# REQUIRED ACTION
Provide only the number of lines in the records below that include "jacket".

# DATA FOR PROCESSING
▼

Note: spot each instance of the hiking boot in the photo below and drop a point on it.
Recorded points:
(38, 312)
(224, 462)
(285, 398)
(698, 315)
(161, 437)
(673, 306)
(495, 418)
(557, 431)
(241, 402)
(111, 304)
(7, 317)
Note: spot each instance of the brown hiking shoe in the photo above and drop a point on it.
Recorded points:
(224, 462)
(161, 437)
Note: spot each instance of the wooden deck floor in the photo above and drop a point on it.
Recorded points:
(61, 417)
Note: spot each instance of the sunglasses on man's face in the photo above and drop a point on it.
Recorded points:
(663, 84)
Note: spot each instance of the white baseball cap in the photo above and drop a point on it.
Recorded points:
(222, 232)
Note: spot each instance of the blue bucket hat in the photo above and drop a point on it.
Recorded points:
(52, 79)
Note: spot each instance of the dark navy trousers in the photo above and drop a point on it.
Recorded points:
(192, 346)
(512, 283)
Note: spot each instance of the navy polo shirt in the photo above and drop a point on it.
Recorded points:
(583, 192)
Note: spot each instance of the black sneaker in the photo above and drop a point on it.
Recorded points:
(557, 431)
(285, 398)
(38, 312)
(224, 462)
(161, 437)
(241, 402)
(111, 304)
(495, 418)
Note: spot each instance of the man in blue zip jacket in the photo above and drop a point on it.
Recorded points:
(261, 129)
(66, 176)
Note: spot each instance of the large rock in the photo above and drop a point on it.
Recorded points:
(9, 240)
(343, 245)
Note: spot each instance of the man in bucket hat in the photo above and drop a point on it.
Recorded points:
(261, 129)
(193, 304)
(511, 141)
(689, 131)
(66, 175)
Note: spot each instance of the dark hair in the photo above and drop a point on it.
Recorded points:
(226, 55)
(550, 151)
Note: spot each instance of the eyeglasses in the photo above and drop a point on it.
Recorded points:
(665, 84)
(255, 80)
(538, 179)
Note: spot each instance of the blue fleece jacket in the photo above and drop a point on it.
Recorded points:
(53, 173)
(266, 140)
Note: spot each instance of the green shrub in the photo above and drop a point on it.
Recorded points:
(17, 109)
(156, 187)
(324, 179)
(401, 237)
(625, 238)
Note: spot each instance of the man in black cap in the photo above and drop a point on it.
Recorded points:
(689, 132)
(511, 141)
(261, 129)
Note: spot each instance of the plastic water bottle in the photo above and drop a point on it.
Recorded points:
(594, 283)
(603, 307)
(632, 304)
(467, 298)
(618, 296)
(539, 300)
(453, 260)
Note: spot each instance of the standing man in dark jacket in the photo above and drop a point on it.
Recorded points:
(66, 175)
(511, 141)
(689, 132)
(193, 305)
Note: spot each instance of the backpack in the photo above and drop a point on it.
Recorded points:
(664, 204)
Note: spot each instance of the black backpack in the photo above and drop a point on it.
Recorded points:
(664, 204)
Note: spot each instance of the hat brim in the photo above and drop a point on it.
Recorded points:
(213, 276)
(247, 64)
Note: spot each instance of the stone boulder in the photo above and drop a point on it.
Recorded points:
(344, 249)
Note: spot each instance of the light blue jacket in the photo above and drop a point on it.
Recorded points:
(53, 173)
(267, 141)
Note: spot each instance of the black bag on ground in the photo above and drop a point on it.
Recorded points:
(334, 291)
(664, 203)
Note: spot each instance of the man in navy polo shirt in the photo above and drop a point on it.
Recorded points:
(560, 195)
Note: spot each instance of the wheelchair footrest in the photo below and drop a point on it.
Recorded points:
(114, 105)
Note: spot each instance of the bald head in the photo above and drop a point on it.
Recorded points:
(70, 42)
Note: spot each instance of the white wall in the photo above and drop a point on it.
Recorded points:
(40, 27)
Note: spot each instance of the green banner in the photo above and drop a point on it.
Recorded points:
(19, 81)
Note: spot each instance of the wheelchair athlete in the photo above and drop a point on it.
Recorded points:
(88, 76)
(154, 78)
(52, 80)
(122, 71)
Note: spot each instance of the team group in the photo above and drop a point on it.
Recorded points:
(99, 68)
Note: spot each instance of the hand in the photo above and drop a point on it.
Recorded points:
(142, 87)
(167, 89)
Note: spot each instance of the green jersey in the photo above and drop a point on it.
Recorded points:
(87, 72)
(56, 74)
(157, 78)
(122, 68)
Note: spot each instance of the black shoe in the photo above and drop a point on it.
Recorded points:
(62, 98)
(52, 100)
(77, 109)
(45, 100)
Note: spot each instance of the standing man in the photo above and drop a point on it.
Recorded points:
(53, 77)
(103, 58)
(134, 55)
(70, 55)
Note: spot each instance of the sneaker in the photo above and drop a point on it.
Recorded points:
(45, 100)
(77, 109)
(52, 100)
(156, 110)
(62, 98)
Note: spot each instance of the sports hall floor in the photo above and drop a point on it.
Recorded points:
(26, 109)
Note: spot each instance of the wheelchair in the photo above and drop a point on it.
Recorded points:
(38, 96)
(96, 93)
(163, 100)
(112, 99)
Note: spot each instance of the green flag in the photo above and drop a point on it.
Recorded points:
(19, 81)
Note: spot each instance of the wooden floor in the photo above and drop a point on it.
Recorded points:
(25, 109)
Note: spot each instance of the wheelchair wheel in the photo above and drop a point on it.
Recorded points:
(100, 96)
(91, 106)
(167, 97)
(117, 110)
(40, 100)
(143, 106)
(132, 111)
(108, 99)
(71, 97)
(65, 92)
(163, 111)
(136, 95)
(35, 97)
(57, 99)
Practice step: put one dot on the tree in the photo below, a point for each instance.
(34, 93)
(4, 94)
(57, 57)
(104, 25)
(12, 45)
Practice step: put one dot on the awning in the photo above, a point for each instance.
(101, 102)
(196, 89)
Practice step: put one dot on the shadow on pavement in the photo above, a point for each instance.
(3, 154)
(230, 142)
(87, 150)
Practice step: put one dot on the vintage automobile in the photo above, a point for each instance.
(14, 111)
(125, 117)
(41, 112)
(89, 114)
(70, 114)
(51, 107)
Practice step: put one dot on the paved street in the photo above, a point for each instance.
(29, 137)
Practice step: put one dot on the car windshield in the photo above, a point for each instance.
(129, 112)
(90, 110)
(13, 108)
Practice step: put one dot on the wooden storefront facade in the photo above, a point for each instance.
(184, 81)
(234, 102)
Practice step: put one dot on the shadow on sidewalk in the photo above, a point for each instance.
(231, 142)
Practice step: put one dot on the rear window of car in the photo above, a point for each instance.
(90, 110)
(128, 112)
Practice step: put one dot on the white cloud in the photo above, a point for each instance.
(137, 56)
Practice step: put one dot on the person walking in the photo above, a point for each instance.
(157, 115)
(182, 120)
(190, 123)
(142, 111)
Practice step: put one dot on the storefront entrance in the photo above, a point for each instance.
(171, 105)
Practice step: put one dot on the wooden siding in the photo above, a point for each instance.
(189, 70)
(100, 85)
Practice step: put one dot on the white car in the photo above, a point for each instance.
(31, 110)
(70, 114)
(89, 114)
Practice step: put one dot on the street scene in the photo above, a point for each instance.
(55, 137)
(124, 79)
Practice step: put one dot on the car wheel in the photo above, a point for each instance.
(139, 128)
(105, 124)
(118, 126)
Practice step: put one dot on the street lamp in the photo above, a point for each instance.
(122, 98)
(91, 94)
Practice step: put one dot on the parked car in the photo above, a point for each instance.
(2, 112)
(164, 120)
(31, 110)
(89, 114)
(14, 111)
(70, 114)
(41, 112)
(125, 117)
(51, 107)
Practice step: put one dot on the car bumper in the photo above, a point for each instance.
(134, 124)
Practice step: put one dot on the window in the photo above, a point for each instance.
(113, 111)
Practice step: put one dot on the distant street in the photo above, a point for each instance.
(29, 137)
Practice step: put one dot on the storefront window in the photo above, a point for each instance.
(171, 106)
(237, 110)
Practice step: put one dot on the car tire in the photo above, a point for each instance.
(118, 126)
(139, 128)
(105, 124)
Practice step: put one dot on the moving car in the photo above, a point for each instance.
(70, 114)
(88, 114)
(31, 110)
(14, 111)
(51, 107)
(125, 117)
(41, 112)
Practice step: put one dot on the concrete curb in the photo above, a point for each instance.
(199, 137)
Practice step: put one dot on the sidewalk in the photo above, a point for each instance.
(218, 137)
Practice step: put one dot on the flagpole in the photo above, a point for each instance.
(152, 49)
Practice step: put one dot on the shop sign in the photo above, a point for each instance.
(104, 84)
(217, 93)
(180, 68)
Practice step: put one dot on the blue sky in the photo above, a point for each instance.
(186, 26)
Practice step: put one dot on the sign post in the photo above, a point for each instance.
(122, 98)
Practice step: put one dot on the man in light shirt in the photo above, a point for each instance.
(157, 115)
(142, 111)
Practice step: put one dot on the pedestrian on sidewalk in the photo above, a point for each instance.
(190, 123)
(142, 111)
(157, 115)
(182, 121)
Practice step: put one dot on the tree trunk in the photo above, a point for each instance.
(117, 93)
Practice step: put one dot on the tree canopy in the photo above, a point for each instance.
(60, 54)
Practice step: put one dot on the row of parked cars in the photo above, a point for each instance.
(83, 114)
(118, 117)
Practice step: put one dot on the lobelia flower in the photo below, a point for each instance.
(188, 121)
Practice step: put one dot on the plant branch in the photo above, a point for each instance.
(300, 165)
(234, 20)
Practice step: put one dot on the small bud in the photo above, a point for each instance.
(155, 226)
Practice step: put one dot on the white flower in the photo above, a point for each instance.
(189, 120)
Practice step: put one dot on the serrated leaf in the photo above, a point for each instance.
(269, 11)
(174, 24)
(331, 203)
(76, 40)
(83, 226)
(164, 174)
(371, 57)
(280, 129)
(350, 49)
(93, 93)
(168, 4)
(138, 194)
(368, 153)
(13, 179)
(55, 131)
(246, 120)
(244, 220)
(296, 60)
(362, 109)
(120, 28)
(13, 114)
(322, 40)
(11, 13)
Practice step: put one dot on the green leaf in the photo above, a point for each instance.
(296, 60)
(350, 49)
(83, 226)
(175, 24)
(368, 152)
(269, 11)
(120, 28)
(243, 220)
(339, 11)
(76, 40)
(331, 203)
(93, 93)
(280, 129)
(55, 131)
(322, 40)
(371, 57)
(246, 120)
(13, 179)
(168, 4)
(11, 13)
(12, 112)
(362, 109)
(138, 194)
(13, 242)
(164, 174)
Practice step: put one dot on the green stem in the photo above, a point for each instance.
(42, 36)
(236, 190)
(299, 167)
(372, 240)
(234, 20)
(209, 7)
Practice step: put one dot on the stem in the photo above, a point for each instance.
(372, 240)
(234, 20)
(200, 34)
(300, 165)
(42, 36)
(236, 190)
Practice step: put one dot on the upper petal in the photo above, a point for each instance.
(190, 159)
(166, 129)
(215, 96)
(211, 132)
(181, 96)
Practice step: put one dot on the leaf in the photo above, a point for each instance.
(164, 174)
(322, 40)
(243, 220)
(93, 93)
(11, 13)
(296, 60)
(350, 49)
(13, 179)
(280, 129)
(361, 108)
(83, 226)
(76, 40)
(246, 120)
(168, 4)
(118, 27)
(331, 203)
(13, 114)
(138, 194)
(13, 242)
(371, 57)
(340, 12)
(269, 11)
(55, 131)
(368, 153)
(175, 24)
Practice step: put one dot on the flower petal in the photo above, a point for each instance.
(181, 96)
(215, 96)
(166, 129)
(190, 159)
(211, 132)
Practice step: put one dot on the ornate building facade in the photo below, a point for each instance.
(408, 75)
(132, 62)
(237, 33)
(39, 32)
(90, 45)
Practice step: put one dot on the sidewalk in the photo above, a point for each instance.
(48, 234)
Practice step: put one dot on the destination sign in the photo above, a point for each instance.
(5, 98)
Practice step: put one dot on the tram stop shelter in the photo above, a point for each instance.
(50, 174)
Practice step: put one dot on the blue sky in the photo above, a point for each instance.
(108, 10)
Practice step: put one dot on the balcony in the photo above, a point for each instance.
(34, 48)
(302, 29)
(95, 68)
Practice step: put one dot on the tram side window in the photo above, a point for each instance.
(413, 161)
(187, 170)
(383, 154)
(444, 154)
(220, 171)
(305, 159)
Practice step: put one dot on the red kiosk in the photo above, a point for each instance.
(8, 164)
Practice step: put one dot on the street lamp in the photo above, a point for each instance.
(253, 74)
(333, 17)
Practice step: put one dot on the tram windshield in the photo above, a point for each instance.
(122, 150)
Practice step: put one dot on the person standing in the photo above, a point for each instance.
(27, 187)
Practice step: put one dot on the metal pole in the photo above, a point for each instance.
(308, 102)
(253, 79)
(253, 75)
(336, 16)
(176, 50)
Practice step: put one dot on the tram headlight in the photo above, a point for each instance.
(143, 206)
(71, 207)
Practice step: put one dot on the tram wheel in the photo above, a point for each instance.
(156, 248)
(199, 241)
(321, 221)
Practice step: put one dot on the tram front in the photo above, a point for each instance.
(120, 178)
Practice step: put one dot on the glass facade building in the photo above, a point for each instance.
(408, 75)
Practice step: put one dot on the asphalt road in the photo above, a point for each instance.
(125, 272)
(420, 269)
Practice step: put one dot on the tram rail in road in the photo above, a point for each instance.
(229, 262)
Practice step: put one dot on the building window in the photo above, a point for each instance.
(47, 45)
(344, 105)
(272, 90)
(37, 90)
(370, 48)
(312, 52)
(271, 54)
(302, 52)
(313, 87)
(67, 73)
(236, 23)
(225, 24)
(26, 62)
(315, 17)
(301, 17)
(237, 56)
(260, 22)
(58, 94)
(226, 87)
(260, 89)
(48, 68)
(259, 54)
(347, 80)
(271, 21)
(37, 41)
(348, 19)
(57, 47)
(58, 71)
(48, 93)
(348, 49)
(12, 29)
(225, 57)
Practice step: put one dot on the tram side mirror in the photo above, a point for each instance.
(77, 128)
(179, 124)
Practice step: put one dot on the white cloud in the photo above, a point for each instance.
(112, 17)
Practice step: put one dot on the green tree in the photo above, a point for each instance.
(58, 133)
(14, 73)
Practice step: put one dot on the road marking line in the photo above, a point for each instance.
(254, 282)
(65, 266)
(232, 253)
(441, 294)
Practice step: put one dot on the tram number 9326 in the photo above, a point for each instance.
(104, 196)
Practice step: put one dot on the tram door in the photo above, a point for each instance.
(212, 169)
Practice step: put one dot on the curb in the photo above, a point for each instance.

▲

# RESPONSE TO THIS EXERCISE
4